* _O que fazer_
- A) Cite do trecho sobre a Bandeira a parte que vai de "Na sua maioria" até "nos estamos referindo.", incluindo essas últimas palavras.
- B) Escreva o que vem depois no trecho sobre a Bandeira, a partir do ponto em que ele termina.

* _Trecho_
Foi-nos possível descobrir uma série de
documentos, quer de origem espanhola, e, em especial, jesuítica, quer de origem
portuguesa, na sua grande maioria inéditos, e que nos permitem completar e
esclarecer o relato de Vieira e, por essa forma, traçar, nas suas linhas
gerais, o trajeto da Bandeira.
Na sua maioria estes últimos documentos
referem-se a Antônio Pereira de Azevedo, Capitão de uma das tropas da Bandeira,
e sobre cuja identidade havia ainda dúvidas, e a Simão Pedroso, um dos
bandeirantes, que permaneceu em Belém, com outros companheiros de aventura, e
onde deve ter morrido, depois de haver prolongado na Amazônia por dezenas de
anos, suas atividades de sertanista infatigável. Os documentos sobre Antônio
Pereira de Azevedo, pertencentes aos arquivos de Lisboa, constam, entre outros,
dum requerimento, feito em Lisboa, em 1656, com exposição de serviços, entre os
quais o da Bandeira a que nos estamos referindo.

Registros de uma coleção:

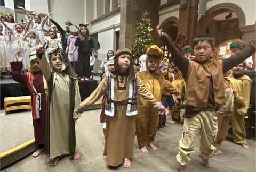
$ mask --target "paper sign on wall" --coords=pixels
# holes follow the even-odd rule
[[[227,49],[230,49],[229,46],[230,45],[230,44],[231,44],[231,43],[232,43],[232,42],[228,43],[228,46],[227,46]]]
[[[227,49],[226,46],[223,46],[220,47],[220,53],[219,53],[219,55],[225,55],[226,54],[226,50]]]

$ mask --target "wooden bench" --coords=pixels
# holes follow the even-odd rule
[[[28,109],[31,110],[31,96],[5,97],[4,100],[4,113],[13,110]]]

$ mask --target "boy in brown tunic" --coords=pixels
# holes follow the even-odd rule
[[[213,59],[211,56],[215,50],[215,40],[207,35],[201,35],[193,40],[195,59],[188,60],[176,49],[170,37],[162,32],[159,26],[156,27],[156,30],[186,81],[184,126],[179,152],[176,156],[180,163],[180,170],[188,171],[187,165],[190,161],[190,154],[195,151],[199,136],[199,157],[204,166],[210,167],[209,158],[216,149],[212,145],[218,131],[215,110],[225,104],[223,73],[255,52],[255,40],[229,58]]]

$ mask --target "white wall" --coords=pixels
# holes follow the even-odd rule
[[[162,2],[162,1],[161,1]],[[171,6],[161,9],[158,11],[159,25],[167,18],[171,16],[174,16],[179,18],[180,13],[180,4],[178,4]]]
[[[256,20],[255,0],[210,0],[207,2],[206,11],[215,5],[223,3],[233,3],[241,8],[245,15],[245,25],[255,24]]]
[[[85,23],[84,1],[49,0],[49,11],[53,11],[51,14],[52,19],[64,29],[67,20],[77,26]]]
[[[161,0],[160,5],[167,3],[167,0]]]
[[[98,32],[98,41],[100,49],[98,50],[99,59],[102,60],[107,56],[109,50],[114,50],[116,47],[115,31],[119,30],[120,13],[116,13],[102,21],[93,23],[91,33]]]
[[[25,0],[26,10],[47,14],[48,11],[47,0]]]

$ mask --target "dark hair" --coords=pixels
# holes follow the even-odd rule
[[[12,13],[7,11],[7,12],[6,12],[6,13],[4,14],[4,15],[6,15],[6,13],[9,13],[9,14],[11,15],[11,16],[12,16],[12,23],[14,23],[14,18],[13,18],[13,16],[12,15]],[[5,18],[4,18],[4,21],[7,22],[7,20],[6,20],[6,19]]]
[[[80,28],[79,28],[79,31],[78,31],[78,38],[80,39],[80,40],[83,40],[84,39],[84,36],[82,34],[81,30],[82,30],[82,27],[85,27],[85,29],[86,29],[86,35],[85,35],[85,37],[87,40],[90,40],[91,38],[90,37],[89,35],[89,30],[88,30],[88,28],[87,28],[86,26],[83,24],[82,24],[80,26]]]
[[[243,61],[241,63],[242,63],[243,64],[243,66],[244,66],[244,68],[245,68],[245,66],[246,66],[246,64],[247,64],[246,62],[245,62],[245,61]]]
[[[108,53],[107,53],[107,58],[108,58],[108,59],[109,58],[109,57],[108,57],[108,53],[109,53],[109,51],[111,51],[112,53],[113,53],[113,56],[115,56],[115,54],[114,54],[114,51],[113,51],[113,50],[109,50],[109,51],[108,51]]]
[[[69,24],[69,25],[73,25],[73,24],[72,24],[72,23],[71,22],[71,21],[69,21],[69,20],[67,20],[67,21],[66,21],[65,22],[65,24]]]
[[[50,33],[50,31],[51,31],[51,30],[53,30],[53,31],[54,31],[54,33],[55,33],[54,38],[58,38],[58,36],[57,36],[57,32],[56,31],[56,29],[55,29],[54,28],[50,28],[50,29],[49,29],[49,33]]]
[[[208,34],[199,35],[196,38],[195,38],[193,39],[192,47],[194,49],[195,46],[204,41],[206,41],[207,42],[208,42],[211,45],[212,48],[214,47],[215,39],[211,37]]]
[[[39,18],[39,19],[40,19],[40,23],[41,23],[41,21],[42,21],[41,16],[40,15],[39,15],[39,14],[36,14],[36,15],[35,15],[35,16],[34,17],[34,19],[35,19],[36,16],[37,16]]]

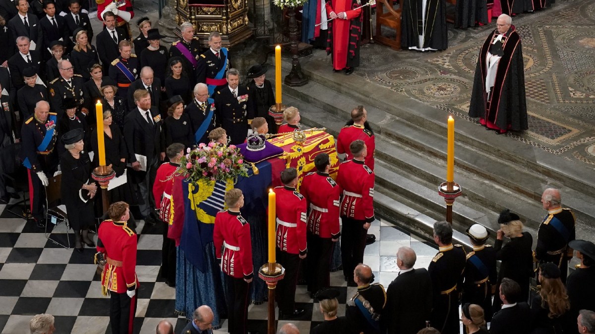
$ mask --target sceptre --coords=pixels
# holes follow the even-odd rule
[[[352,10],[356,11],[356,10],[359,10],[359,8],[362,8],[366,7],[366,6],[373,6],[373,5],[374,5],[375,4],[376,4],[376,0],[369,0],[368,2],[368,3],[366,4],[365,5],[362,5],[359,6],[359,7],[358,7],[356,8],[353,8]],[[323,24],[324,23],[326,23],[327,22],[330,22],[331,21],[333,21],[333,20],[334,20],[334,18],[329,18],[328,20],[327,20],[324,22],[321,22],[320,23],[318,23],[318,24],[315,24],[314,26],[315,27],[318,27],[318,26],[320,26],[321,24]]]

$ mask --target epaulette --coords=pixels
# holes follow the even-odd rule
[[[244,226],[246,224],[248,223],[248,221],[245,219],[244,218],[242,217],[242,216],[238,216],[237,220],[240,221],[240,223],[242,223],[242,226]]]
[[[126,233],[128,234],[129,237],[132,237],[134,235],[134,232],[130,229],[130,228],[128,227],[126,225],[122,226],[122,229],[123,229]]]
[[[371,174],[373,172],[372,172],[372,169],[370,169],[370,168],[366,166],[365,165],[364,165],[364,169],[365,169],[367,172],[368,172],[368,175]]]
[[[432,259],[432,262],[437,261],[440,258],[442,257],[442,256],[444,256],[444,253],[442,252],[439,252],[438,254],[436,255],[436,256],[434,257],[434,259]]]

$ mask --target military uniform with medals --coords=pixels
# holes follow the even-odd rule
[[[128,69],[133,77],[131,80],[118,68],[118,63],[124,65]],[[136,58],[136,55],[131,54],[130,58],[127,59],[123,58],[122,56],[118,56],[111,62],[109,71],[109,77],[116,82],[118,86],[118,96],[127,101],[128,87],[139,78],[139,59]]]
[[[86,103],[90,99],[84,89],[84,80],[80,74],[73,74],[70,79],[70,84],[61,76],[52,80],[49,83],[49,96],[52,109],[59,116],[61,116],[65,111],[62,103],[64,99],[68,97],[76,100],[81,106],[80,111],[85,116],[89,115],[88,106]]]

* _Resultados_
- A)
Na sua maioria estes últimos documentos
referem-se a Antônio Pereira de Azevedo, Capitão de uma das tropas da Bandeira,
e sobre cuja identidade havia ainda dúvidas, e a Simão Pedroso, um dos
bandeirantes, que permaneceu em Belém, com outros companheiros de aventura, e
onde deve ter morrido, depois de haver prolongado na Amazônia por dezenas de
anos, suas atividades de sertanista infatigável. Os documentos sobre Antônio
Pereira de Azevedo, pertencentes aos arquivos de Lisboa, constam, entre outros,
dum requerimento, feito em Lisboa, em 1656, com exposição de serviços, entre os
quais o da Bandeira a que nos estamos referindo.

- B)
A respectiva consulta do Conselho
Ultramarino e o despacho do Rei; a sua habilitação para a Ordem de Cristo e,
finalmente, a concessão de várias mercês, entre as quais a de escudeiro fidalgo
e a de ser armado cavaleiro, quando chegasse ao Brasil. O documento principal
sobre Simão Pedroso é uma carta do Governador do Maranhão e Pará, Gomes Freire
de Andrade, dirigida, em 1687, ao Rei, com um depoimento daquele bandeirante,
em que revela alguns fatos de grande interesse, sobre a Expedição. Finalmente,
várias cartas dos jesuítas do Paraguai pertencentes à coleção De Angelis,
informam com pormenores, que as duas tropas de Raposo Tavares e Pereira de
Azevedo, atravessaram o Paraguai em direção a Oeste. Nenhum dos documentos que
encontramos se refere ao trajeto até Quito. A análise crítica do conjunto das
peças existentes leva-nos à conclusão de que a Bandeira atingiu os Andes, mas
não os percorreu; e, depois de ter visitado La Plata e alguma ou algumas das
cidades próximas, baixou dessa região à Bacia do Amazonas.
Assim, a história aproxima-se da lenda, não
só quanto à extensão da empresa mas também, segundo supomos, ao seu aspecto
político. Seremos, aliás, forçados a limitar, e sob forma esquemática, o tema
desta conferência ao aspecto geográfico e geopolítico da Bandeira.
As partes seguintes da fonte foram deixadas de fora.